**GIVEN EXERCISE 1:** According to the diff's title, the proof of which lemma is simplified?
**GIVEN EXERCISE 2:** In the diff, list every argument name that is given a value with := in the rewrite removed from analysis/facts/model/service_of_jobs.v.
**GIVEN EXERCISE 3:** Write out the diff from "Simplify proof of" up to and including "cumulative_service_before_job_arrival_zero // add0n.".

**PASSAGE TO READ:**
** START **

Simplify proof of sum_majorant_eqn

analysis/facts/model/service_of_jobs.v

@@ -257,8 +257,9 @@ Section UnitServiceModelLemmas.
       - unfold workload_of_jobs, service_of_jobs in EQ; unfold completed_by, service.completed_by.
         rewrite /service -(service_during_cat _ _ _ t1); last by apply/andP; split.
         rewrite cumulative_service_before_job_arrival_zero // add0n.
-        rewrite <- sum_majorant_eqn with (E1 := fun j => service_during sched j t1 t_compl)
-                                        (xs := arrivals_between arr_seq t1 t2) (P := P); try done.
+        apply: eq_leq; have /esym/eqP := EQ; rewrite eq_sum_leq_seq.
+        { move=> /allP/(_ j) + /ltac:(apply/esym/eqP); apply.
+          by rewrite mem_filter Pj. }
         by intros; apply cumulative_service_le_job_cost; eauto.
     Qed.
 

classic/model/schedule/uni/service.v

@@ -504,9 +504,10 @@ Module Service.
           rewrite /service /service_during (@big_cat_nat _ _ _ t1) //=.
           rewrite (cumulative_service_before_job_arrival_zero
                      job_arrival sched _ j 0 t1) // add0n.
-          rewrite <- sum_majorant_eqn with (E1 := fun j => service_during sched j t1 t_compl)
-                                      (xs := arrivals_between t1 t2) (P := P); try done.
-            by intros; apply cumulative_service_le_job_cost.
+          apply: eq_leq; have /esym/eqP := H; rewrite eq_sum_leq_seq.
+          { move=> /allP/(_ j) + /ltac:(apply/esym/eqP); apply.

** END **

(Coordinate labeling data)
** START **

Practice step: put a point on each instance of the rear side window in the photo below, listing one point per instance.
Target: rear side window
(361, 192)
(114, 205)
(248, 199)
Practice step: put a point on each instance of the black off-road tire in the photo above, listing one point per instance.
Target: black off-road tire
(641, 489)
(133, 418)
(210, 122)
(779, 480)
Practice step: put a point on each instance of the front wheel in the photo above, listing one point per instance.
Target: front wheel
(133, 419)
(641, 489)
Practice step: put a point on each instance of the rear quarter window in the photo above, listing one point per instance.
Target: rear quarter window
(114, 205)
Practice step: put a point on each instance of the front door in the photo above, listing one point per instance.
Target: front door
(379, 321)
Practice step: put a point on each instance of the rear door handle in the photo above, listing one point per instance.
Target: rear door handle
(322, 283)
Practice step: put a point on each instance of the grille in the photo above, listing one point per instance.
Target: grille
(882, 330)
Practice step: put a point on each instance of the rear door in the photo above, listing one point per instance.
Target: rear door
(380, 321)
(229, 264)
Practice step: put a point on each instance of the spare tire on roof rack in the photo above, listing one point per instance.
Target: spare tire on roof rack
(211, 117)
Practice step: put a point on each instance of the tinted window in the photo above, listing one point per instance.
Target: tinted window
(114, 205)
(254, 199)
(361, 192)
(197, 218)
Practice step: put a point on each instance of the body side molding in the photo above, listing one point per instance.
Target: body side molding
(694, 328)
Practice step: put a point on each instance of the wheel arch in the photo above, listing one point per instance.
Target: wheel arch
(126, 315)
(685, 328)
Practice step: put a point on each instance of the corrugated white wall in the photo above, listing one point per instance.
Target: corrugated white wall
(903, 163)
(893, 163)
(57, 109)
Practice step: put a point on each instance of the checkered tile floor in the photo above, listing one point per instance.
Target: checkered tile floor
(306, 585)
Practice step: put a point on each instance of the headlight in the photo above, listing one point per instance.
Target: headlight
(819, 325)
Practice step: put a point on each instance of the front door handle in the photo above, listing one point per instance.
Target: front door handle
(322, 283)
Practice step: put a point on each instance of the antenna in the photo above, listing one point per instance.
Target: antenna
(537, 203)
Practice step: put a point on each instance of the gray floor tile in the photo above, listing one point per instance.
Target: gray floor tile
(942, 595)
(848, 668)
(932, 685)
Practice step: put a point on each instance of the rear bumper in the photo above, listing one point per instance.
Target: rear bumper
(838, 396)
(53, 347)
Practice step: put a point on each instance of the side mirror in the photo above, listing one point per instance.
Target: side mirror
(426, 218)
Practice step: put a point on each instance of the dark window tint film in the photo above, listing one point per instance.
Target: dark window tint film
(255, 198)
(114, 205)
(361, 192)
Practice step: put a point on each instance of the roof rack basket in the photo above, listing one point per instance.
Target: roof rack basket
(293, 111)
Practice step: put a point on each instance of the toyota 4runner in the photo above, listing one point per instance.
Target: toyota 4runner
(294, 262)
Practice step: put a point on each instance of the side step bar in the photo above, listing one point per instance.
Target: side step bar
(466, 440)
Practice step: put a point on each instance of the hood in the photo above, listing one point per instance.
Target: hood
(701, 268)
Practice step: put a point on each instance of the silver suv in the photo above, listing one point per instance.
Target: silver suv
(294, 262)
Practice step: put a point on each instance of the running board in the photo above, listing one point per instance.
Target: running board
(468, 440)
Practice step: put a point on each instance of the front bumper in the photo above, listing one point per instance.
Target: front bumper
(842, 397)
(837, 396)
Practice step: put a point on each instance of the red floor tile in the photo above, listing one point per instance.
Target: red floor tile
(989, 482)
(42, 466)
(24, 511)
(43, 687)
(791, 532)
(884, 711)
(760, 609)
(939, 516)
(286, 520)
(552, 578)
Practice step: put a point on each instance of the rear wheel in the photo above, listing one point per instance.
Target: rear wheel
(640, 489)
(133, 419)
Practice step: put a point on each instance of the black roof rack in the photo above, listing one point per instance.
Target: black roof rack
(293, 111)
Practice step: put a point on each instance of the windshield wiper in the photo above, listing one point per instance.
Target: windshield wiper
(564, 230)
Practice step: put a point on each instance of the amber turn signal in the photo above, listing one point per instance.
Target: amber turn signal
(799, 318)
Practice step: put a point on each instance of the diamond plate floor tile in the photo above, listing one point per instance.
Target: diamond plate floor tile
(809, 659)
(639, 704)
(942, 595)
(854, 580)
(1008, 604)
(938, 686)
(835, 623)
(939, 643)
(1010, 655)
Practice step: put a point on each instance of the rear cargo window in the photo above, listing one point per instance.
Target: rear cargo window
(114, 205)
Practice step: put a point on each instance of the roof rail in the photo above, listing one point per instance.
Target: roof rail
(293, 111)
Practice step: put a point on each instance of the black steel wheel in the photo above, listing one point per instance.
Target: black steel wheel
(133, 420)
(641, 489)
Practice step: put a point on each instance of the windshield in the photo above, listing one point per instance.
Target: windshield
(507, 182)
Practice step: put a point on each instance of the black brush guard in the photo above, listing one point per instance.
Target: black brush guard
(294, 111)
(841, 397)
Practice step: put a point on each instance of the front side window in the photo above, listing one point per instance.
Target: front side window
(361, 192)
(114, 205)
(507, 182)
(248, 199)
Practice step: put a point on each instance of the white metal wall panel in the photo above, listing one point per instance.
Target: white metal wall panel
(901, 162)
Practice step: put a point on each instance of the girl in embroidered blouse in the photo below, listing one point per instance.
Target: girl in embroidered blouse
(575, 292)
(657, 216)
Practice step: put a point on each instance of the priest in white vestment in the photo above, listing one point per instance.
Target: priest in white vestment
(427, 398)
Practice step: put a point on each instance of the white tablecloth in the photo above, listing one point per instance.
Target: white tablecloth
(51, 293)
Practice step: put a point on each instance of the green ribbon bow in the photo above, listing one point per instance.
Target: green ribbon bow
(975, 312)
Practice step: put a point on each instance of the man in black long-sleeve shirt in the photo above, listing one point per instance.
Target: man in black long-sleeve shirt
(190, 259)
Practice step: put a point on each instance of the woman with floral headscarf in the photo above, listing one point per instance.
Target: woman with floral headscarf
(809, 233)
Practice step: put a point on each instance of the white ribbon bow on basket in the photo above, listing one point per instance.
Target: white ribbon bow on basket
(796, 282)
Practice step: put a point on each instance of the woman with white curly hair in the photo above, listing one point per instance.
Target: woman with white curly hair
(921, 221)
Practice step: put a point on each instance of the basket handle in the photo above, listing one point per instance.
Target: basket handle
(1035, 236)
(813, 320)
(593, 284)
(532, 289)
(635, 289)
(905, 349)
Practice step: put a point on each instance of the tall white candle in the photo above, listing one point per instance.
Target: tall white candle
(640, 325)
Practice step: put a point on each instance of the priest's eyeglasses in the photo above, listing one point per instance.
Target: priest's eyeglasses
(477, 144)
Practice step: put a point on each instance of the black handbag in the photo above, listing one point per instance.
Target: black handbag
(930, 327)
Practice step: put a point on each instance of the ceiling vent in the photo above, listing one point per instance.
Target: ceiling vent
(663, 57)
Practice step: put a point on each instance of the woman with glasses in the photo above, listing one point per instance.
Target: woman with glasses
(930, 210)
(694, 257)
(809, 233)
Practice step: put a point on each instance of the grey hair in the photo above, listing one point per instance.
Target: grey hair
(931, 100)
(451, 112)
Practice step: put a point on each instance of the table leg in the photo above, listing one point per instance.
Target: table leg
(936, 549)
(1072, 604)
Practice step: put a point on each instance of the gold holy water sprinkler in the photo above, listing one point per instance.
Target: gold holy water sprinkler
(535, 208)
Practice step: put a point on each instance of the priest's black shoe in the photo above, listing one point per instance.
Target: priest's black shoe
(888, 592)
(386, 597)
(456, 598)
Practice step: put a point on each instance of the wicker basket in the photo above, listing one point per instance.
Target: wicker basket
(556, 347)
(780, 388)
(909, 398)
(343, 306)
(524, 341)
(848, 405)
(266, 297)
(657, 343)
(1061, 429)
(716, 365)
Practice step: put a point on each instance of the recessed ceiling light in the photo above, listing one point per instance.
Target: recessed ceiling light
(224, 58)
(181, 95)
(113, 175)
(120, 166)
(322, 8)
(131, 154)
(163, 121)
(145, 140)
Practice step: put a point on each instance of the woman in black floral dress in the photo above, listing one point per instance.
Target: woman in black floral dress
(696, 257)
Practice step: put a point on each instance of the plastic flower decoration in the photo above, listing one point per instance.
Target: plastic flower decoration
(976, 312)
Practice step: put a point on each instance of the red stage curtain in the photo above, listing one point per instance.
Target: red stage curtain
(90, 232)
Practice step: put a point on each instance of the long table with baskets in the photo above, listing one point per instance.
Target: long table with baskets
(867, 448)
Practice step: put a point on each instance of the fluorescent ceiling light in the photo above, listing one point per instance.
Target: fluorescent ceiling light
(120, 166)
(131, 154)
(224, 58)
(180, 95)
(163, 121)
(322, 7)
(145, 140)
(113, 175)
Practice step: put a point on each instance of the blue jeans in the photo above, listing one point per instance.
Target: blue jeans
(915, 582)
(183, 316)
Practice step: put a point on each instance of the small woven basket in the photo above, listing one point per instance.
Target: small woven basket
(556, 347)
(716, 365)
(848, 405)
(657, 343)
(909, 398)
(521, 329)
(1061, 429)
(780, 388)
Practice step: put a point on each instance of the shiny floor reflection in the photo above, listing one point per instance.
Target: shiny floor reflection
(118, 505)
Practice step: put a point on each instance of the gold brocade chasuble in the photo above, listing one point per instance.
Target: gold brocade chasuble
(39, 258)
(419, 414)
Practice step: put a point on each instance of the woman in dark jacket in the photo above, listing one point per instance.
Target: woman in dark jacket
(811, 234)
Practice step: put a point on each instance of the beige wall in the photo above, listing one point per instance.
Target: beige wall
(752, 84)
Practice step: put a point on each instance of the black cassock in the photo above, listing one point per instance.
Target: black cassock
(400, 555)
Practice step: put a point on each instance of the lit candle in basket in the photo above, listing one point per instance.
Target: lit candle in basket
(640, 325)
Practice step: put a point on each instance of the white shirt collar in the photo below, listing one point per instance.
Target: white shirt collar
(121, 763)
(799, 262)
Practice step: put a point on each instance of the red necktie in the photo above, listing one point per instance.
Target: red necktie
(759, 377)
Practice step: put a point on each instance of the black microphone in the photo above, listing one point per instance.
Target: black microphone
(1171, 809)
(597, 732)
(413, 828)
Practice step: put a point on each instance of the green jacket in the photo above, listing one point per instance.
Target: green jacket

** END **

**WRITTEN SOLUTION 1:** sum_majorant_eqn

**WRITTEN SOLUTION 2:** E1, xs, P

**WRITTEN SOLUTION 3:**
Simplify proof of sum_majorant_eqn

analysis/facts/model/service_of_jobs.v

@@ -257,8 +257,9 @@ Section UnitServiceModelLemmas.
       - unfold workload_of_jobs, service_of_jobs in EQ; unfold completed_by, service.completed_by.
         rewrite /service -(service_during_cat _ _ _ t1); last by apply/andP; split.
         rewrite cumulative_service_before_job_arrival_zero // add0n.